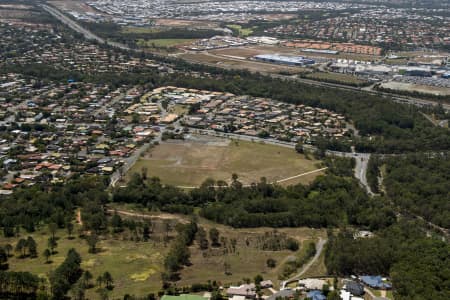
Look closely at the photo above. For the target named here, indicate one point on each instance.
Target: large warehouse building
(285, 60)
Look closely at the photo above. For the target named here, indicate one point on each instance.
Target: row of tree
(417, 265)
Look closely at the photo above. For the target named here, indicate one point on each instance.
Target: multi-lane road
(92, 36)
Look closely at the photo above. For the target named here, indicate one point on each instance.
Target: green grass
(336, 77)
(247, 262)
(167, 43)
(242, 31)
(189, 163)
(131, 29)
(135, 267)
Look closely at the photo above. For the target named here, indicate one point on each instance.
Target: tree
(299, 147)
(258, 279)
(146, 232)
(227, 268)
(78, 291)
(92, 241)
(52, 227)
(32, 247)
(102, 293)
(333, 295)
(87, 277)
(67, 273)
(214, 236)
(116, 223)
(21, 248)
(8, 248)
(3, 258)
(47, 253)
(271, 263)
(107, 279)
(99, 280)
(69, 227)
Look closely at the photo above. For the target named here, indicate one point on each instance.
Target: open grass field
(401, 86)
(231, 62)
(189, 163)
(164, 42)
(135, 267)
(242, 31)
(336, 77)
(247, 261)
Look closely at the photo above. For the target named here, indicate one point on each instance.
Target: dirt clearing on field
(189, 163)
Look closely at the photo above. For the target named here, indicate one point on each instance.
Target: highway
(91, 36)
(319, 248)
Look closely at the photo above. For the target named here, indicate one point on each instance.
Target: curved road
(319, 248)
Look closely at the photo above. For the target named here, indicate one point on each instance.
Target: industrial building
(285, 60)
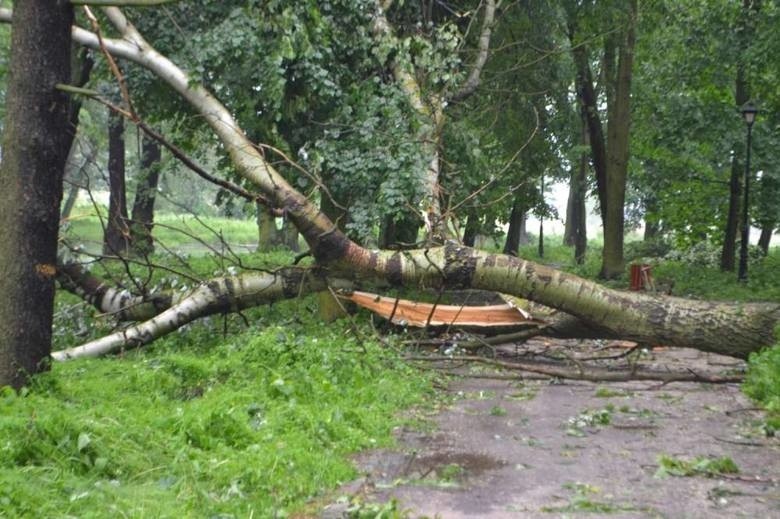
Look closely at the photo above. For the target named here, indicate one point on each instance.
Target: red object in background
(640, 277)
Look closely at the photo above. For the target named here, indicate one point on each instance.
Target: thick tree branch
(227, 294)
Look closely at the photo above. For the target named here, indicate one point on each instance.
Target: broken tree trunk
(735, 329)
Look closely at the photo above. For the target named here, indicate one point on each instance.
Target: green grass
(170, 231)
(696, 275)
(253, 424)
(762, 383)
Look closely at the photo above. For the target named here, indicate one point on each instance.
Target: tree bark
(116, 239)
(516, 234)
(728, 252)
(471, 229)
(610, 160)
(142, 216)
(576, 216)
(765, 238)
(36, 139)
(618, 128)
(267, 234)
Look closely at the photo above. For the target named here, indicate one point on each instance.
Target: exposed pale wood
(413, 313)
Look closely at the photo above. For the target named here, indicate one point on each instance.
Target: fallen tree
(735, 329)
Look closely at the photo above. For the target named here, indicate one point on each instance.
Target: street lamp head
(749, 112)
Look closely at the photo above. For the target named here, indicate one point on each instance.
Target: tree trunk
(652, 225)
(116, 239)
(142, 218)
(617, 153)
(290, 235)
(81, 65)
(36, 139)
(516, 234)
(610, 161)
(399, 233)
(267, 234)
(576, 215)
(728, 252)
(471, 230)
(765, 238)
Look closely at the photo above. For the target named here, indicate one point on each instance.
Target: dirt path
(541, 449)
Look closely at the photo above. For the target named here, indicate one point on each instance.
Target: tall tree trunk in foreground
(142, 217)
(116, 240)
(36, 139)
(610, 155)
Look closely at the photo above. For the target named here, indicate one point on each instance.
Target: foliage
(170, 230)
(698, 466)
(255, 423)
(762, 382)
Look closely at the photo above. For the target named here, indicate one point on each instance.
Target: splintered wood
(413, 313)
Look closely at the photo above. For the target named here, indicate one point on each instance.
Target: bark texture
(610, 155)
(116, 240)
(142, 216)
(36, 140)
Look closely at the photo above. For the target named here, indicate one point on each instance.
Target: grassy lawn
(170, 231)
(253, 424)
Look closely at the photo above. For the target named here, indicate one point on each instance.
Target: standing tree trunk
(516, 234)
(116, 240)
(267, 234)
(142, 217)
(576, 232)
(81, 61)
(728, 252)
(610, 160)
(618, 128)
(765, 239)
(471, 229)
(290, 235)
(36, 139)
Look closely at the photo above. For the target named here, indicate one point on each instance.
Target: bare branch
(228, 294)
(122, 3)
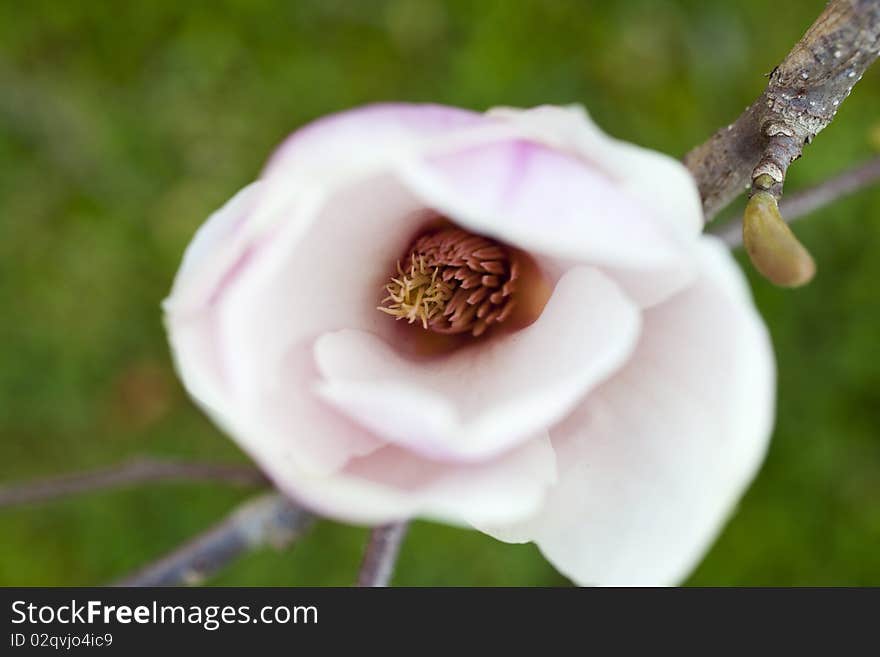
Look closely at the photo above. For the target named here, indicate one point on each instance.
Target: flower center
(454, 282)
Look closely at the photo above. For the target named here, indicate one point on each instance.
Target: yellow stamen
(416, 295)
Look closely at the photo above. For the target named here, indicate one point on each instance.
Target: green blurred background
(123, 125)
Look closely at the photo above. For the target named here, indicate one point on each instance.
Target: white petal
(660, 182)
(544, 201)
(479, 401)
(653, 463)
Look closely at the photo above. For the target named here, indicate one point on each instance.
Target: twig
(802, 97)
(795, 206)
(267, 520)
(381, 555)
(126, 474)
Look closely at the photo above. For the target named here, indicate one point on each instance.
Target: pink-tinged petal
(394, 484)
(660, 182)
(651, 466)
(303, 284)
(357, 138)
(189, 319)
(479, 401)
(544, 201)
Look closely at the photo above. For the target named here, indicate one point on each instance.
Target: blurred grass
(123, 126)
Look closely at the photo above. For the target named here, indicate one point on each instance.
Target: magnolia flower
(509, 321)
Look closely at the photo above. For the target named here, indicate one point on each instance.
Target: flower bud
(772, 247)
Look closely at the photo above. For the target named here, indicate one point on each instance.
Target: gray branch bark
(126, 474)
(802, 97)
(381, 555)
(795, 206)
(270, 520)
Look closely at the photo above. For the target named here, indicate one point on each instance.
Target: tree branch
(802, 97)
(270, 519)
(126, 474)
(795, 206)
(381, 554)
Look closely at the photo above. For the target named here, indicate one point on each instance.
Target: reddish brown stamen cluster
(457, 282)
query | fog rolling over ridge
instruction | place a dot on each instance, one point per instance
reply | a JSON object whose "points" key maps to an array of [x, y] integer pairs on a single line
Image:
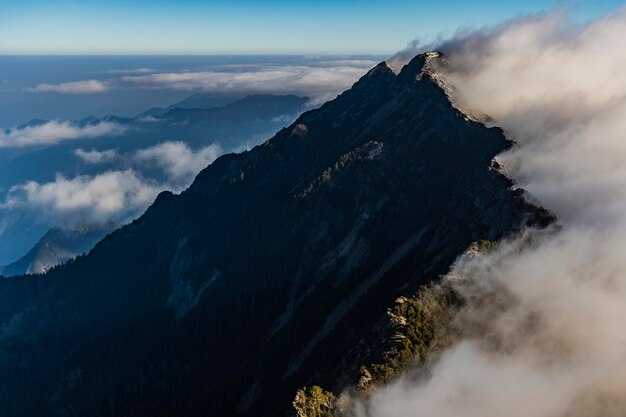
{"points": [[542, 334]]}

__Work to complete__.
Output nothing but the records above, word for word, with the pictures removed.

__Answer below__.
Look closely at the photo above. For the target named here, indicate one point on each instance.
Target: large warehouse building
(285, 60)
Look closely at the photo above. For the target named here, indicate one point on each instance.
Target: row of tree
(417, 265)
Look closely at the photo above. For the target named here, indicate one point on each instance.
Target: multi-lane road
(92, 36)
Look closely at the photo above. For the target named here, indicate one point on each instance.
Target: green grass
(336, 77)
(247, 262)
(167, 43)
(242, 31)
(189, 163)
(131, 29)
(135, 267)
Look closely at the photo above. For the target named here, indicate one point on each instance.
Target: tree
(299, 147)
(258, 279)
(146, 232)
(227, 268)
(78, 291)
(92, 241)
(52, 227)
(32, 247)
(102, 293)
(333, 295)
(87, 277)
(67, 273)
(214, 236)
(116, 223)
(21, 248)
(8, 248)
(3, 258)
(47, 253)
(271, 263)
(107, 279)
(99, 280)
(69, 227)
Look closely at the photo above. For the target named here, indicate one point on each instance.
Target: open grass field
(401, 86)
(231, 62)
(189, 163)
(164, 42)
(135, 267)
(242, 31)
(336, 77)
(247, 261)
Look closely at the photo above. For the target named here, indicate one point on each instance.
Target: dirt clearing on field
(189, 163)
Look closely at the photo above. For the target named here, indicate one point on each instance.
Target: highway
(91, 36)
(319, 248)
Look closely at the photo above. For the target named here, indicate one point on each instance.
Target: curved road
(319, 248)
Look closely at the photo above. For the target named here, indicate one point on each instance.
Target: industrial building
(285, 60)
Look closely at the photo above. For the target named here, indicate one point on each instance.
Target: red object in background
(640, 277)
Look closely at the photo above. For the target named here, indicate one point on each instance.
Target: thick tree branch
(227, 294)
Look closely at the photo above. For the target named here, indicate one point on each instance.
Target: broken tree trunk
(735, 329)
Look closely at the photo above. For the target named here, indicate one point on each instance.
Target: green grass
(170, 231)
(696, 275)
(253, 424)
(762, 383)
Look closely at the photo above. For the target named here, indicate one point on each instance.
Target: tree bark
(116, 239)
(516, 234)
(728, 252)
(471, 229)
(610, 160)
(142, 216)
(576, 216)
(765, 238)
(36, 139)
(618, 128)
(267, 234)
Look closely at the photo above. For the target named here, indicate one point on each instance.
Target: exposed pale wood
(413, 313)
Look closely at the photo above. For the target named here, indicate one point on each instance.
Target: fallen tree
(735, 329)
Look closely at the photo above. For the target named here, indicate one point on each instance.
Target: street lamp head
(749, 112)
Look closely at the photo above. For the target named here, indicate one point on each instance.
Target: tree trunk
(652, 225)
(116, 239)
(142, 218)
(617, 153)
(290, 235)
(81, 65)
(36, 139)
(516, 234)
(610, 161)
(399, 233)
(267, 234)
(576, 215)
(728, 252)
(471, 230)
(765, 238)
Look closely at the photo above. For the target named here, indicate one point on each instance.
Target: dirt path
(541, 449)
Look closely at the photo above. For the target named here, indicate one point on each instance.
Target: tall tree trunk in foreground
(142, 217)
(116, 240)
(36, 139)
(610, 155)
Look closely at the photo above. For the target named here, indicate one point on each instance.
Target: foliage
(170, 230)
(698, 466)
(255, 423)
(762, 382)
Look closely at the photo above. For the target named here, indicate one point on each instance.
Target: splintered wood
(413, 313)
Look closely at the photo above. For the target named here, indicate one point on each instance.
Target: bark texture
(610, 155)
(116, 240)
(142, 216)
(36, 140)
Look closely at the photo above. For the target named here, indicate one point on each instance.
Target: grassy lawn
(170, 231)
(253, 424)
Look closely at the photo above. For the target named here, indicate one point on each instance.
Target: standing tree trunk
(516, 234)
(116, 240)
(267, 234)
(142, 217)
(576, 232)
(81, 61)
(728, 252)
(610, 160)
(618, 128)
(765, 239)
(471, 229)
(290, 235)
(36, 139)
Look closely at the photo above. For the target named here, indicate one point on each instance.
Target: bare branch
(228, 294)
(122, 3)
Look closely at the photo above. For the target named here, indicate one point on each instance.
Target: flower center
(454, 282)
Look closely at the photo above. For the target named here, indicate one point on each instance.
Target: yellow stamen
(416, 295)
Look closely at the photo above. For the target named here, indicate one point on each instance.
Target: green blurred background
(123, 125)
Look closely at the photo above. For the target named here, indicate one point on each instance.
Target: white petal
(660, 182)
(544, 201)
(479, 401)
(653, 463)
Look closely at the photo above. For the target named here, indicate one point on each instance.
Target: twig
(802, 97)
(795, 206)
(267, 520)
(381, 555)
(126, 474)
Look closely at the photo above. For the target named here, indicate one point on each instance.
Target: pink-tinged petal
(394, 484)
(660, 182)
(651, 466)
(303, 284)
(357, 138)
(189, 319)
(479, 401)
(544, 201)
Look closely at the photo above. For the target named here, indicate one point on each instance.
Target: blurred grass
(123, 126)
Look closely at the photo above. For the target named here, indicate one point on each instance.
Target: magnolia flower
(509, 321)
Look closely at the photo above. For the target named here, indicate one point on each instance.
Target: flower bud
(772, 247)
Look closely at the photo above. For the target named here, indicate one point on each instance.
Target: gray branch bark
(126, 474)
(802, 97)
(381, 555)
(795, 206)
(270, 520)
Look closely at the photo above. For the target named here, indicate one point on each instance.
Target: tree branch
(802, 97)
(270, 519)
(126, 474)
(795, 206)
(381, 554)
Look closely at the photo above. For the target named here, indicate one point on each instance.
Target: reddish brown stamen cluster
(457, 282)
query | fog rolling over ridge
instruction | place a dot on each instance, one point per instance
reply | a JSON object whose "points" key maps to an array of [x, y] integer pairs on a single line
Image:
{"points": [[542, 334]]}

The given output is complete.